**TEXT PROVIDED:**
Original comment by CarlEd...@gmail.com on 3 Jun 2010 at 5:33

GoogleCodeExporter commented 9 years ago
The example I posted earlier was indeed created with mp4box.

Please find attached a list of the mp4box languages and abbreviations.

Original comment by CarlEd...@gmail.com on 4 Jun 2010 at 12:31

Attachments:

GoogleCodeExporter commented 9 years ago
When you use mp4box, is there some way you could use this flag to set the 
languages
appropriate?

-lang [tkID=]LAN     sets track language. LAN is the ISO 639-2 code (eng, und)

...for german, you'd use "deu".

Could you try this out?

Original comment by kid...@gmail.com on 4 Jun 2010 at 12:53

GoogleCodeExporter commented 9 years ago
Thanks, kidjan, that works!  Mp4box clearly accepts both kinds of codes.  

Still, as there are some software packages (including mp4box itself, when 
generating 
the language description for subtitles from idx files) which use the wrong 
codes, 
perhaps a patch that would allow mp4v2 to recognize the /B codes (perhaps with 
a 
warning), while writing the correct /T codes, would be useful?

Original comment by CarlEd...@gmail.com on 4 Jun 2010 at 2:32

GoogleCodeExporter commented 9 years ago
I'll think about it.  I did discuss it with another developer (kona), and here 
are
his comments:

"Since 639-2/T codes are required, I don't see the benefit of supporting mp4box 
bugs.
What happens is someone always asks for the next step for mp4box
bug-compatibility...Let's assume conversion from 639-2/B was supported, the next
thing someone is going to ask is for it to be preserved. Then flags need to be 
added
to the CLI tools. And so on."

For example, if I add code to recognize the /B codes and correct them to /T 
codes,
then at some point it wouldn't be totally surprising for someone to ask for a 
way to
not have the library "correct" it to deal with some other non-standard 
extension, in
which case I'm in some hot water since I probably can't just back out the 
previous
change that people are now using in production code.

**INFORMATION GIVEN:**
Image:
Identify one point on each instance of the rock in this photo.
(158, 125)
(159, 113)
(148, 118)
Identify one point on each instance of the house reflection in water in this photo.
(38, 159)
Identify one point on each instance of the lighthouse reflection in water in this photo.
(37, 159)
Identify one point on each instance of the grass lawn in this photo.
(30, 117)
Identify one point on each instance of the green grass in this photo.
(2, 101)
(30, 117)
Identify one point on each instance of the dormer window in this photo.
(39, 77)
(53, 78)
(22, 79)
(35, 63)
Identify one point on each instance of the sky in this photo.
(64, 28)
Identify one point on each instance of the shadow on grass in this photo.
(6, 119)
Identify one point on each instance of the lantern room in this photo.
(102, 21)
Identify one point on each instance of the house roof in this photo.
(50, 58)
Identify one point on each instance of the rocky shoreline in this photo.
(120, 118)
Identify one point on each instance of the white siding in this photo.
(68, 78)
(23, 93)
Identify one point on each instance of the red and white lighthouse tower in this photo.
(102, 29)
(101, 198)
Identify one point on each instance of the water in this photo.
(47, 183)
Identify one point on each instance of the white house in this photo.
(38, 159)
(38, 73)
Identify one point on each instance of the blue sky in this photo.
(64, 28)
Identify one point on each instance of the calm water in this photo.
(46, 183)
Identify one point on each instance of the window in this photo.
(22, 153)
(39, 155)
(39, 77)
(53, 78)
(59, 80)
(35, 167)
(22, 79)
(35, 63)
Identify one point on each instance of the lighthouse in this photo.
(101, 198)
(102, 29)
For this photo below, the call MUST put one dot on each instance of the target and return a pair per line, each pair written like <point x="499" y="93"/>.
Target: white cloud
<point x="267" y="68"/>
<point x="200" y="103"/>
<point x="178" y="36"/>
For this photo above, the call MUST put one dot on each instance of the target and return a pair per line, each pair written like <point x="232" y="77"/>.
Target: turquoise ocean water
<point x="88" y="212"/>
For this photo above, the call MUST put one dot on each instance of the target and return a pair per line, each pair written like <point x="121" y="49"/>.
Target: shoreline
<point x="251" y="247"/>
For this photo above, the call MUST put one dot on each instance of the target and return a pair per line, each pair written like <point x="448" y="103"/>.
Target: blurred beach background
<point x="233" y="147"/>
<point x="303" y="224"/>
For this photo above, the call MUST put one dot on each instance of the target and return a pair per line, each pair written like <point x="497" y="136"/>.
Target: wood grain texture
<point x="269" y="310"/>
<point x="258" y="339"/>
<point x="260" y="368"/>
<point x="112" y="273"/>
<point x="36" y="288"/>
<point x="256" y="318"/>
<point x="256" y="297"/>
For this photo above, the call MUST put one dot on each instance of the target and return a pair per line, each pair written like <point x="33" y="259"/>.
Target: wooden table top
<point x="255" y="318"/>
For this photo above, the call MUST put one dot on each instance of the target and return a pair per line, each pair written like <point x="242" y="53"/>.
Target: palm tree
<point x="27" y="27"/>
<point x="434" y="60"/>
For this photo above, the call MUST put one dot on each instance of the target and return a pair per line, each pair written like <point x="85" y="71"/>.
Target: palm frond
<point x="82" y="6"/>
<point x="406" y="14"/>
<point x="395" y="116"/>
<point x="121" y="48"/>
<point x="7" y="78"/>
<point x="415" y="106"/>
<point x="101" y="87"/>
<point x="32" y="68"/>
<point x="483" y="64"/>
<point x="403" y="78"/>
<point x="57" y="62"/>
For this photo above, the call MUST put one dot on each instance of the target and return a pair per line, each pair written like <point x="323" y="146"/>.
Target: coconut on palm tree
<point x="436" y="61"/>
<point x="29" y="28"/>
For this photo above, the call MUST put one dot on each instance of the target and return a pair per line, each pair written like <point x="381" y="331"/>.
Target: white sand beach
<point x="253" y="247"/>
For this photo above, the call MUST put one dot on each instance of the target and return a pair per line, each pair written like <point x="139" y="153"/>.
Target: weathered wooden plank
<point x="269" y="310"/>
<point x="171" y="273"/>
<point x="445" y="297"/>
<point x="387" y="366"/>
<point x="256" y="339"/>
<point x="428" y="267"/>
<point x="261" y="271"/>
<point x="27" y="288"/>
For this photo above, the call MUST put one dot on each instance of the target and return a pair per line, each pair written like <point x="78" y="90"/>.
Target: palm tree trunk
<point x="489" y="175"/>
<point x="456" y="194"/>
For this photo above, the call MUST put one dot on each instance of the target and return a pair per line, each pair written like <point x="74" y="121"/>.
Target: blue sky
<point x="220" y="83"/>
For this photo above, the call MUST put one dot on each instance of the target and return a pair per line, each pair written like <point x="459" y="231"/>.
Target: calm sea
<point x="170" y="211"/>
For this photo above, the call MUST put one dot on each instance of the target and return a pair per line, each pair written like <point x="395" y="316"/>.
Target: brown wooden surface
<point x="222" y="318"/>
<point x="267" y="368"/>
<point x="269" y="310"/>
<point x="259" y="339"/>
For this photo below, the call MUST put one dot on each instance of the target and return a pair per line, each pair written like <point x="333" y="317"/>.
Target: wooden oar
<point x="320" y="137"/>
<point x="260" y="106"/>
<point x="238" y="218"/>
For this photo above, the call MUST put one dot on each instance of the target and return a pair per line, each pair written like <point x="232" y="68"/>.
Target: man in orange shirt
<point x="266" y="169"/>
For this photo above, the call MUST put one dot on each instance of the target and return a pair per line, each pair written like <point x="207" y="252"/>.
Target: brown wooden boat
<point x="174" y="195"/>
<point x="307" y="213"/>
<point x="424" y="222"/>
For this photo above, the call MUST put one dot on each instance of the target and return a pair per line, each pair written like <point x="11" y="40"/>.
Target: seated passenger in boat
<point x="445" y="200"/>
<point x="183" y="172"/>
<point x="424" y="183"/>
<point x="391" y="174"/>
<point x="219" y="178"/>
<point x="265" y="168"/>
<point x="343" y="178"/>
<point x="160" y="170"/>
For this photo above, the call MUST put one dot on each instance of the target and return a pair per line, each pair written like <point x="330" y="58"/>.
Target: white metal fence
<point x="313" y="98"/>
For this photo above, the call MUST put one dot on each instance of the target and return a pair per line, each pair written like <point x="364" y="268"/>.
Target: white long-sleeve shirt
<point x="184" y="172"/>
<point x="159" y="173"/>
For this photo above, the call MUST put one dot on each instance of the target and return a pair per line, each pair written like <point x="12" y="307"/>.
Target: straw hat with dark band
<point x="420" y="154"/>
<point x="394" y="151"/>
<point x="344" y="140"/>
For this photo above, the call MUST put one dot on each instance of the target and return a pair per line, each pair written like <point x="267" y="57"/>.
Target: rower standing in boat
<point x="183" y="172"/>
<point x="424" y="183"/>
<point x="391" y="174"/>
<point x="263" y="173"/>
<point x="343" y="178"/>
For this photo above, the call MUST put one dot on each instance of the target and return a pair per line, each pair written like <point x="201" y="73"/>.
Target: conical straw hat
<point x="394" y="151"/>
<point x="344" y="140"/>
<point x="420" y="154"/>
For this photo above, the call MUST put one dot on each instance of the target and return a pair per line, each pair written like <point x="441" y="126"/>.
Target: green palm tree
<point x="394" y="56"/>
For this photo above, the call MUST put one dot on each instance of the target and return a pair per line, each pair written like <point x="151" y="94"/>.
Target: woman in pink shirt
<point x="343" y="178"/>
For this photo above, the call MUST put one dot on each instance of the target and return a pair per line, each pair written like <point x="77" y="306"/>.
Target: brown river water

**TASKS TO COMPLETE:**
A: Please list every date and time given in the "Original comment by" lines of the mp4box language-code thread above.
B: Answer these questions from the mp4box language-code thread above:
(i) What kind of code does the -lang flag expect for LAN?
(ii) Which code is suggested for German?
(iii) Which developer did the last commenter discuss the patch idea with?
C: Carry on the mp4box language-code thread from its final sentence.

**FINAL RESULTS:**
A:
3 Jun 2010 at 5:33
4 Jun 2010 at 12:31
4 Jun 2010 at 12:53
4 Jun 2010 at 2:32

B:
(i) The ISO 639-2 code.
(ii) "deu"
(iii) kona

C:
If I did anything, I'd probably add a warning for any recognized /B code to 
alert
people that they're using non-standard language extensions, but take zero actual
action.  The other thing I'd do is follow up with mp4box and ask them why they 
aren't
standards compliant (chances are, it's for the aforementioned reasons: someone
decided to accommodate, and now they're in a bit of an awkward spot).

Anyway, glad you have a fix.  I'm closing this defect.

Original comment by kid...@gmail.com on 4 Jun 2010 at 3:47

GoogleCodeExporter commented 9 years ago
I can understand the concern about not propagating bugs into more software than 
absolutely necessary.  But I don't think that would be an issue here.

Mp4box is just fine interpreting the *correct* codes; it just sometimes 
generates the 
incorrect codes.  There would be no advantage or call for mp4v2 ever generating 
the 
incorrect codes.

The only question is what mp4v2 should do when it encounters a common type of 
slightly-out-spec file, that is a file with an 639-2/B code generated by 
mp4box?  Is 
it better to change that incorrect code to "undetermined" as the current mp4v2 
does?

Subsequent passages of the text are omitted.